* _Written exercise_: Copy the entries again, starting at the line that contains "Tag every instance of the blue" and ending at the last line, with the requests included. Scale each pin coordinate in the answers by 1.75 and round to whole numbers, with halves rounding up, but leave the numbers in the requests and their sample formats unchanged.

* _Records provided_:
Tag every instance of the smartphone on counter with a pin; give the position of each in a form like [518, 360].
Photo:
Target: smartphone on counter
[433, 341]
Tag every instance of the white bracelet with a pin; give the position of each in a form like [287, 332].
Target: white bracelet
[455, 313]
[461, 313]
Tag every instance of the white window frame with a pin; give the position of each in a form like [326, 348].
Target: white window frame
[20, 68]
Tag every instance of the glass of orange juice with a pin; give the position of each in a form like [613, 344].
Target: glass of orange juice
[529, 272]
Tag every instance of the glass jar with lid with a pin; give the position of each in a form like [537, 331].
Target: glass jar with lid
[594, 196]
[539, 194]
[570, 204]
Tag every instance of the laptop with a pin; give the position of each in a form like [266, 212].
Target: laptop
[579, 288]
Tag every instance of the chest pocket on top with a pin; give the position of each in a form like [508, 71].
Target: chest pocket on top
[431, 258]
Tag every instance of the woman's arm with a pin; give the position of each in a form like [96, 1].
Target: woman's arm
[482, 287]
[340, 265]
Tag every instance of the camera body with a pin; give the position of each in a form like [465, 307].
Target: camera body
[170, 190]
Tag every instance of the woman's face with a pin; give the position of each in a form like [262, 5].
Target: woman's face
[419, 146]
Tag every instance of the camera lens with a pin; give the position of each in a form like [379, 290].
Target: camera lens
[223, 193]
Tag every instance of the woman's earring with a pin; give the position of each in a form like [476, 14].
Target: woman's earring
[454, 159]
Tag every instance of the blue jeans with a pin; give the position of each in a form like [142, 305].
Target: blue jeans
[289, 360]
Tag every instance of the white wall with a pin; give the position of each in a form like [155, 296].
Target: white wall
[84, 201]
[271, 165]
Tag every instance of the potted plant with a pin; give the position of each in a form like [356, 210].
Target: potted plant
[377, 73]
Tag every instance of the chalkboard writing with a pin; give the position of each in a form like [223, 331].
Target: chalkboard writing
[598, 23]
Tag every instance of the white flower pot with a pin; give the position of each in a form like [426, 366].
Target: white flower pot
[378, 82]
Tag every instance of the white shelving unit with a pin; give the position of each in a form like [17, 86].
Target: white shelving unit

* _Complete response_:
Tag every instance of the blue jeans with a pin; give the position of each in a form like [142, 305].
Target: blue jeans
[506, 630]
Tag every instance of the white wall with a pin; give the position of each in a form like [155, 296].
Target: white wall
[147, 352]
[474, 289]
Tag every instance of the potted plant with a pin; give the position of each in a form like [356, 210].
Target: potted plant
[660, 128]
Tag every instance of the chalkboard writing with a pin; give the position of each in a form like [223, 331].
Target: chalkboard writing
[1047, 40]
Tag every instance of the white flower pot with a pin; give the position of each in a form like [426, 366].
Target: white flower pot
[662, 144]
Tag every instance of the white shelving unit with a pin; give the position of each in a form like [17, 86].
Target: white shelving unit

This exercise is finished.